TEXT SHOWN
'''
The present invention relates to a remote sensing apparatus and method having a focal plane occupied by one end of a group of optical fibers, and a plurality of detectors coupled to the other end of the optical fibers such that each detector is advantageously coupled to a single optical fiber in order to accurately measure the intensity of light from a single location in the focal plane.
Remote sensing devices detect and measure energy reflected and/or emanating from remote objects in order to determine physical properties of the objects and, in some instances, to identify the materials from which the remote objects are formed. For example, remote sensing devices operating in the visible and infrared regions of the electromagnetic spectrum are used extensively to measure the characteristics of the Earth's land surface, ocean surface, and atmosphere as a function of position, as well as the characteristics of other bodies in the Solar System. These remote sensing devices use an optical system comprised of one or more optical elements, such as mirrors or lenses, to collect and focus electromagnetic energy from the remote object, such that an image of at least a portion of the remote object is formed in a focal plane of the optical system. This focal plane may in fact be a flat plane, or it may be a curved surface, such as a segment of a spherical or toroidal surface.
'''
STATED EXERCISE
Reproduce word for word the stretch of the remote sensing text from "The present invention" through "the focal plane.". Work only from the remote sensing text above.

GIVEN DATA
'''
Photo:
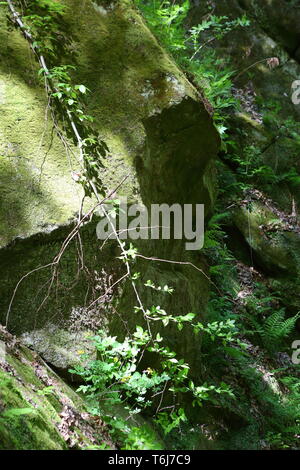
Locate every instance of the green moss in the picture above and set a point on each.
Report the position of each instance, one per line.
(29, 417)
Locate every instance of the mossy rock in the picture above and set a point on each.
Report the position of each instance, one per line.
(38, 411)
(276, 248)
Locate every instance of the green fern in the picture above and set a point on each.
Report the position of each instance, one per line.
(276, 328)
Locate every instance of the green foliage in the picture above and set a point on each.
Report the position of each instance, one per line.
(276, 328)
(189, 48)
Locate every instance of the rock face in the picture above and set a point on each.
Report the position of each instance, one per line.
(266, 134)
(38, 411)
(159, 135)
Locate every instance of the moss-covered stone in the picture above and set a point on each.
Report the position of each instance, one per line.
(159, 135)
(38, 411)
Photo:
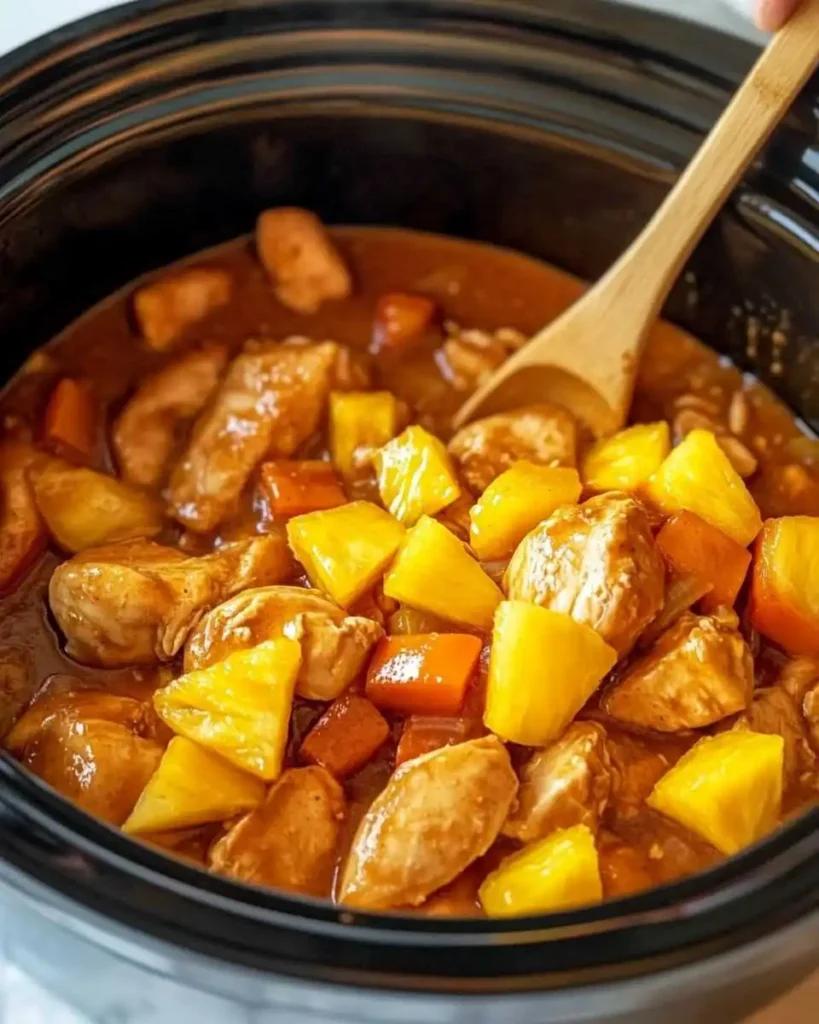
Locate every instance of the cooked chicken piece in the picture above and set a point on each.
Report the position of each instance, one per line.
(334, 644)
(145, 433)
(99, 765)
(599, 563)
(269, 402)
(303, 263)
(135, 603)
(565, 784)
(437, 814)
(291, 841)
(773, 712)
(544, 434)
(166, 308)
(698, 672)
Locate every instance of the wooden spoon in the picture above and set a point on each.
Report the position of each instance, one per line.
(587, 359)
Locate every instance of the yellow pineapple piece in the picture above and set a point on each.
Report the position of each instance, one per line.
(543, 668)
(416, 475)
(698, 476)
(239, 708)
(360, 422)
(727, 788)
(554, 873)
(626, 461)
(515, 503)
(192, 786)
(86, 509)
(345, 550)
(433, 571)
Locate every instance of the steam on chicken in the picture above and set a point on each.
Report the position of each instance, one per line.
(135, 603)
(334, 644)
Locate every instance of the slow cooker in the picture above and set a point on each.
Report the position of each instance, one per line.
(135, 136)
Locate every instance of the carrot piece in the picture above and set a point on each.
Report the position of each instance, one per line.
(784, 592)
(69, 421)
(423, 674)
(293, 487)
(692, 547)
(346, 736)
(399, 321)
(422, 734)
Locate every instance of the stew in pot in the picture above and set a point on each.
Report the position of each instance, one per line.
(263, 609)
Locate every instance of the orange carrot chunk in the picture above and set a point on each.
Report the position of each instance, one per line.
(423, 674)
(692, 547)
(293, 487)
(346, 736)
(784, 592)
(399, 321)
(69, 422)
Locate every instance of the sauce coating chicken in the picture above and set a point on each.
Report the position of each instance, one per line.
(599, 563)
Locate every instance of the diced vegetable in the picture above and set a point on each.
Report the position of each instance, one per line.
(346, 736)
(86, 509)
(240, 708)
(784, 593)
(543, 668)
(345, 550)
(399, 321)
(423, 733)
(416, 475)
(626, 461)
(697, 476)
(69, 421)
(692, 547)
(360, 422)
(727, 788)
(515, 502)
(293, 486)
(559, 871)
(434, 572)
(423, 675)
(192, 786)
'''
RESULT OF THE EXERCISE
The present invention relates to a remote sensing apparatus and method having a focal plane occupied by one end of a group of optical fibers, and a plurality of detectors coupled to the other end of the optical fibers such that each detector is advantageously coupled to a single optical fiber in order to accurately measure the intensity of light from a single location in the focal plane.